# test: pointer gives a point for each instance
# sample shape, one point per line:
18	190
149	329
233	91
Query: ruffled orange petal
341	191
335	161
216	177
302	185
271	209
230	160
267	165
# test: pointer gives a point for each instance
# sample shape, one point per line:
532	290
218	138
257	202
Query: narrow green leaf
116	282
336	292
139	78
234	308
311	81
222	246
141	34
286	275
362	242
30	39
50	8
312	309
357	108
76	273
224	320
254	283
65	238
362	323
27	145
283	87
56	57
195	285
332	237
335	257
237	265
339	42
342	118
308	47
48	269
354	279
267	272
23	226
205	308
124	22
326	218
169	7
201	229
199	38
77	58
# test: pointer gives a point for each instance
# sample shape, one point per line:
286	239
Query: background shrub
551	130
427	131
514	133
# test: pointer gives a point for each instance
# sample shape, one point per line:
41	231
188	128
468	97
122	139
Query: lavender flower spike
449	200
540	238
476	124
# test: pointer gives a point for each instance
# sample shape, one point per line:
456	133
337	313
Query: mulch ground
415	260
•••••
Job >>
Write out every one of the rows above, unchanged.

Completed task >>
# test: pointer gives a point for each instance
# sample shape, one point per line:
18	190
149	329
233	91
Query: ruffled orange petal
341	191
335	161
216	177
302	185
271	209
230	160
267	165
# test: pointer gives a point for each instance
# sample shape, one point per line:
532	290
218	138
257	202
Query: narrow green leaf
116	282
336	292
139	78
234	308
311	81
222	246
141	34
286	275
362	242
30	39
50	8
312	309
357	108
76	273
224	320
254	283
65	238
362	323
27	145
283	87
56	57
195	285
332	237
335	257
237	265
339	42
342	118
308	47
48	269
354	279
267	272
23	226
205	308
124	22
326	218
169	7
201	229
199	38
77	58
# test: pointer gives a point for each instance
# sample shape, one point per line:
286	239
Query: background shrub
551	130
427	131
514	133
# test: pointer gives a point for each instance
# sample shape, one point per line:
41	231
188	128
468	97
122	139
Query: lavender flower spike
449	200
540	238
476	124
# test: pointer gives a point for each instance
# sample shape, one point per line:
456	133
337	313
Query: mulch ground
415	260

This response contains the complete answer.